DIRECTIONS -
• 1. In the pangaeapy API documentation, what is the directory called where PanDataSet objects are cached in the local home directory when caching is enabled?
• 2. Transcribe the part of the pangaeapy API documentation that opens with the words containing "API Documentation¶" and closes with "given PANGAEA dataset.".

API Documentation¶
pangaeapy is a package allowing to download and analyse metadata as well as data from tabular PANGAEA (https://www.pangaea.de) datasets.
- class pangaeapy.PanDataSet(id=None, paramlist=None, deleteFlag='', enable_cache=False, cachedir=None, include_data=True, expand_terms=[], auth_token=None, cache_expiry_days=1)[source]¶
PANGAEA DataSet The PANGAEA PanDataSet class enables the creation of objects which hold the necessary information, including data as well as metadata, to analyse a given PANGAEA dataset.
- Parameters:
id (str) – The identifier of a PANGAEA dataset. An integer number or a DOI is accepted here
deleteFlag (str) – in case quality flags are avialable, this parameter defines a flag for which data should not be included in the data dataFrame. Possible values are listed here: https://wiki.pangaea.de/wiki/Quality_flag
enable_cache (boolean) – If set to True, PanDataSet objects are cached as pickle files either on the local home directory within a directory called ‘.pangaeapy_cache’ or in cachedir given by the user in order to avoid unnecessary downloads.
include_data (boolean) – determines if data table is downloaded and added to the self.data dataframe. If you are interested in metadata only set this to False
expand_terms (list or int) – indicates if found ontology terms for parameters shall be expanded for the given list of terminology ids, i.p. add their hierarchy terms / classification
- id¶
The identifier of a PANGAEA dataset. An integer number or a DOI is accepted here
- Type:
int
- uri¶
The PANGAEA DOI (alternative label)

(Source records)
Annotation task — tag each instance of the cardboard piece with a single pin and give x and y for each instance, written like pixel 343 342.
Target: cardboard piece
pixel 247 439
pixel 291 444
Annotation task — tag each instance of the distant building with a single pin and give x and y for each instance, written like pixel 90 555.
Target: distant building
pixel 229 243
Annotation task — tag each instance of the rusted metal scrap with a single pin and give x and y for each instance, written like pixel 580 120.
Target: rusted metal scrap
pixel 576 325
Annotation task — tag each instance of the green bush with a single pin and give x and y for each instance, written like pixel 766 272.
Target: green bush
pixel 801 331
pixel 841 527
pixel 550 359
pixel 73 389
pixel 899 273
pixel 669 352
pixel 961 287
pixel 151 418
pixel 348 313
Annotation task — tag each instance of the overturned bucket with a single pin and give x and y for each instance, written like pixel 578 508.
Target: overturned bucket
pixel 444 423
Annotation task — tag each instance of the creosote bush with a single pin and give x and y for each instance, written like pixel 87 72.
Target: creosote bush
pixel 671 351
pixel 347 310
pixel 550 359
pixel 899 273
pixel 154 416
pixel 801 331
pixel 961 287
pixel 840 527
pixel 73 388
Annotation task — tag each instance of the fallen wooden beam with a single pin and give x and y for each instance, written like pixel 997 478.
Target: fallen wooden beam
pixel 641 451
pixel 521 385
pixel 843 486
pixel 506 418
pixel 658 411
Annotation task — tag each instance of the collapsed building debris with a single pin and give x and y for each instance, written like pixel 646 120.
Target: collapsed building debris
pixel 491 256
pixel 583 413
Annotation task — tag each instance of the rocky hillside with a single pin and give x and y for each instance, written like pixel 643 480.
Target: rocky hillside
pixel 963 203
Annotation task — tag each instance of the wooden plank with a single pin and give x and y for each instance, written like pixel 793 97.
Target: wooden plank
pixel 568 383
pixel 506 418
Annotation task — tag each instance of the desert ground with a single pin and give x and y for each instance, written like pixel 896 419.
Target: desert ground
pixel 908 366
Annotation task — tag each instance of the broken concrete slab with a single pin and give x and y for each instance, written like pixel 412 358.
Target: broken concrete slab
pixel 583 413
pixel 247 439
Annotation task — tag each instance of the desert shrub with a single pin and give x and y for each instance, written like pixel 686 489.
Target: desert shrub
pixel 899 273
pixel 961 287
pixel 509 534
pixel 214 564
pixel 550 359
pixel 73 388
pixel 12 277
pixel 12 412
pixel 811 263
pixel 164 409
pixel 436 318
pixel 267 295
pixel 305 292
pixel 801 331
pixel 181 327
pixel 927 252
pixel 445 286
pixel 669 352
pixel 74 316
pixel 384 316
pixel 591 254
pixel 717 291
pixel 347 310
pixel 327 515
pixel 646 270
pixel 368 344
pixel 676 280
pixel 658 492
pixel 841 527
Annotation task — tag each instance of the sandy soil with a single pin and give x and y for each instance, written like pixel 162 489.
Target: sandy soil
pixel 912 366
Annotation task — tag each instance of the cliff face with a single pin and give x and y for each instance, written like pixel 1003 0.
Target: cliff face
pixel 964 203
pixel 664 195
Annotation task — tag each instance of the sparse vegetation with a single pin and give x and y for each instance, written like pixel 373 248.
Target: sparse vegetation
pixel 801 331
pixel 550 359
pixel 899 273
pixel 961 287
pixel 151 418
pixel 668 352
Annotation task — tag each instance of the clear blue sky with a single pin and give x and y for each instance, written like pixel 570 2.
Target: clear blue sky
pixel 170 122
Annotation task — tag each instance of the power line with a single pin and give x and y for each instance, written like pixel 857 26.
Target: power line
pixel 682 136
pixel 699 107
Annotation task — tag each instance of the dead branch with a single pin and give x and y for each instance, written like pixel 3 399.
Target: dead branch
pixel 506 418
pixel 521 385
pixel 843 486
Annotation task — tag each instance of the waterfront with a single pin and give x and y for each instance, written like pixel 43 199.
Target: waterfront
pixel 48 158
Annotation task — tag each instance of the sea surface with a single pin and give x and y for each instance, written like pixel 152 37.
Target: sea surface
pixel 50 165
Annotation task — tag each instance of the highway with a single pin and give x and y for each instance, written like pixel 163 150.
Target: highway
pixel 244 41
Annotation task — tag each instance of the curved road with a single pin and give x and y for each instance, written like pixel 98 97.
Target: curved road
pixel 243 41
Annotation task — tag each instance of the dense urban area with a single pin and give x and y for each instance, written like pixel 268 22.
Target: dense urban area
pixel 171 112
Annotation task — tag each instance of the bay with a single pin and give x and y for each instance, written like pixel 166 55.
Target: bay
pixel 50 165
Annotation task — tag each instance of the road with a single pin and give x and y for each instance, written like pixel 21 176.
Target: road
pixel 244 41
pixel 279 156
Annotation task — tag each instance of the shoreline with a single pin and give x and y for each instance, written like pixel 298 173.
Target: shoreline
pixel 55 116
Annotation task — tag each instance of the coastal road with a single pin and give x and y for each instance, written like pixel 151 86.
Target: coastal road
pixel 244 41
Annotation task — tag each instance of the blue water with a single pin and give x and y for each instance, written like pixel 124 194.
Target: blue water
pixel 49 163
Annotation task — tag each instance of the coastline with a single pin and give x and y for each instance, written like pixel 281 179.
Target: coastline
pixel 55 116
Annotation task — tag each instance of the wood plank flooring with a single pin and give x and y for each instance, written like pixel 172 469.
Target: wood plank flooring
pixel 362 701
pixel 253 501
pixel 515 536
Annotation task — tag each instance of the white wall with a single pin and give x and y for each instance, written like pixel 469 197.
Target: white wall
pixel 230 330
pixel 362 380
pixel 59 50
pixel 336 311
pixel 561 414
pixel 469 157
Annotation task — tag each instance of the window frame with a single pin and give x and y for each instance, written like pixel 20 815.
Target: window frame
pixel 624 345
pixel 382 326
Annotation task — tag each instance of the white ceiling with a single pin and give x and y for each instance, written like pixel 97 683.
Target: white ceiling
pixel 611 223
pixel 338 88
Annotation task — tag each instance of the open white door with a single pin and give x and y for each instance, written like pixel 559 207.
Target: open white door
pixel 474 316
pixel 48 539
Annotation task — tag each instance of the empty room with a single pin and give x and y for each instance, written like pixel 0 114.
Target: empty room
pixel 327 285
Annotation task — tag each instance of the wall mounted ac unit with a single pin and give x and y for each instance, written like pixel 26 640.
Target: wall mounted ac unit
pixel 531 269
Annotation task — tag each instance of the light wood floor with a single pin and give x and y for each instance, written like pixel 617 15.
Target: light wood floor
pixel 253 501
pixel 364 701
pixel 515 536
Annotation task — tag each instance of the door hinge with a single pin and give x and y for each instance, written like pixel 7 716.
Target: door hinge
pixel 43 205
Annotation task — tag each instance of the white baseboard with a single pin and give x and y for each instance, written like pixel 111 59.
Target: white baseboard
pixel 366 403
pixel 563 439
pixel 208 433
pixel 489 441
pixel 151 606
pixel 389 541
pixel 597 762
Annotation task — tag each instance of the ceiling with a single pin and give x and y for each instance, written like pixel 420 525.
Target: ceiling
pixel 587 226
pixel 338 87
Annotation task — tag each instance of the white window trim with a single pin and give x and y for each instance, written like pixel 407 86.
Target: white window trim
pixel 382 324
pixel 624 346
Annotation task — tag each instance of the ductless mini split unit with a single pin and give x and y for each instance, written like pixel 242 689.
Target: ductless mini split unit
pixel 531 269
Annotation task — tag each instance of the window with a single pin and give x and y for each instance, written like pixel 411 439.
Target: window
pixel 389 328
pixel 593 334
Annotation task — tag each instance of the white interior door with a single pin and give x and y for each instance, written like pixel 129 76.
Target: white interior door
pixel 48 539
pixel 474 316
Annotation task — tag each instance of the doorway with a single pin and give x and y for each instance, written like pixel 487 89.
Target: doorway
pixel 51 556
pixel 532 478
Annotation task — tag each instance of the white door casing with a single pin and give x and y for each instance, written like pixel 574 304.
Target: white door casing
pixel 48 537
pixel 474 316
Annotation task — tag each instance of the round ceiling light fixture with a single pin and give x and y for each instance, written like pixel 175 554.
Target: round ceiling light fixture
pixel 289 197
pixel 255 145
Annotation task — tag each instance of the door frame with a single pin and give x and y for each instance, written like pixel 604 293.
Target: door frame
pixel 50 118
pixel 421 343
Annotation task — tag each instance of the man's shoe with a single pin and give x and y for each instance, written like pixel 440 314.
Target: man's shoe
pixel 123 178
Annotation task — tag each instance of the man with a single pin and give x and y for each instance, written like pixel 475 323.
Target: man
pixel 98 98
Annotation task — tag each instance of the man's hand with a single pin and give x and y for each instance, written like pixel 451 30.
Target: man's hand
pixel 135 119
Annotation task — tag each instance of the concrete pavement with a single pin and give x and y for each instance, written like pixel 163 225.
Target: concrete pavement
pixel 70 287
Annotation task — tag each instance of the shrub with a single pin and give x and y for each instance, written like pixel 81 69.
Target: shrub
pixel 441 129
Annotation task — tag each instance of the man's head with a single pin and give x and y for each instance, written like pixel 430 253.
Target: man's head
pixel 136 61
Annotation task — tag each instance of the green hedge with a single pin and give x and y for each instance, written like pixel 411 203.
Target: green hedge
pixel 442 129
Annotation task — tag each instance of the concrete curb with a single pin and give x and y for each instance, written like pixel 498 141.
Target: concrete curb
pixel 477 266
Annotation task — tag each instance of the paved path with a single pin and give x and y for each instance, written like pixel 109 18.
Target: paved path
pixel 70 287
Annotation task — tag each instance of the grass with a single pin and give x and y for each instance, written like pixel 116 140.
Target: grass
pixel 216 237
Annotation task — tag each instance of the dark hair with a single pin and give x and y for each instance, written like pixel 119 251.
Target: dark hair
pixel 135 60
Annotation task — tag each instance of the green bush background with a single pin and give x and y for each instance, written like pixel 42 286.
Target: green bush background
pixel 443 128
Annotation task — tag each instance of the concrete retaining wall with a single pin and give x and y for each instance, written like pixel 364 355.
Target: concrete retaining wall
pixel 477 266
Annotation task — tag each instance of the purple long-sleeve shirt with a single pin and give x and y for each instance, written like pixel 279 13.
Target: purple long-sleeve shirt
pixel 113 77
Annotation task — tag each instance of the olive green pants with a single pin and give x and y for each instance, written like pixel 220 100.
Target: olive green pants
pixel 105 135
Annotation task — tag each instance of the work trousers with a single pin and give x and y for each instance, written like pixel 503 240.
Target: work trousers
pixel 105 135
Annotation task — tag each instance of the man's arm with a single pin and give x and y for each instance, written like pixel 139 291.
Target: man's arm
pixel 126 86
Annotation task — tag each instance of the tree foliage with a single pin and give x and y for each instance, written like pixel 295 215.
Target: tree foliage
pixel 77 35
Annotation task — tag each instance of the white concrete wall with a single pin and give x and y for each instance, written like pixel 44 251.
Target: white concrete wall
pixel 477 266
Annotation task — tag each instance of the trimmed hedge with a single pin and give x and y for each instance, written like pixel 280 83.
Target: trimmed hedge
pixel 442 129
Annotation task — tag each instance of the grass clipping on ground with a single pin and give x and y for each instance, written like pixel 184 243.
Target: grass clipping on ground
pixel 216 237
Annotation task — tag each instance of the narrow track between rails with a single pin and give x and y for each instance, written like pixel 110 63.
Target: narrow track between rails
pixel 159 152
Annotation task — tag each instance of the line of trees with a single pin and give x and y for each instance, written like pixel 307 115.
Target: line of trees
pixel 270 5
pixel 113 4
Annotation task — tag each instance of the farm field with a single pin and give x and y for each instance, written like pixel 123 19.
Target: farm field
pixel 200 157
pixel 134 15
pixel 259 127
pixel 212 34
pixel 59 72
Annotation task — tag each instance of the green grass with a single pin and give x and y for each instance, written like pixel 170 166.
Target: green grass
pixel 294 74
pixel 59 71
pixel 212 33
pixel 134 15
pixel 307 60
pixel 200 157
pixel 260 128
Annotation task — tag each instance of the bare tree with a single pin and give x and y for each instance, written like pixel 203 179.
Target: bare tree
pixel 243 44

REPLIES -
• 1. .pangaeapy_cache

• 2.
API Documentation¶
pangaeapy is a package allowing to download and analyse metadata as well as data from tabular PANGAEA (https://www.pangaea.de) datasets.
- class pangaeapy.PanDataSet(id=None, paramlist=None, deleteFlag='', enable_cache=False, cachedir=None, include_data=True, expand_terms=[], auth_token=None, cache_expiry_days=1)[source]¶
PANGAEA DataSet The PANGAEA PanDataSet class enables the creation of objects which hold the necessary information, including data as well as metadata, to analyse a given PANGAEA dataset.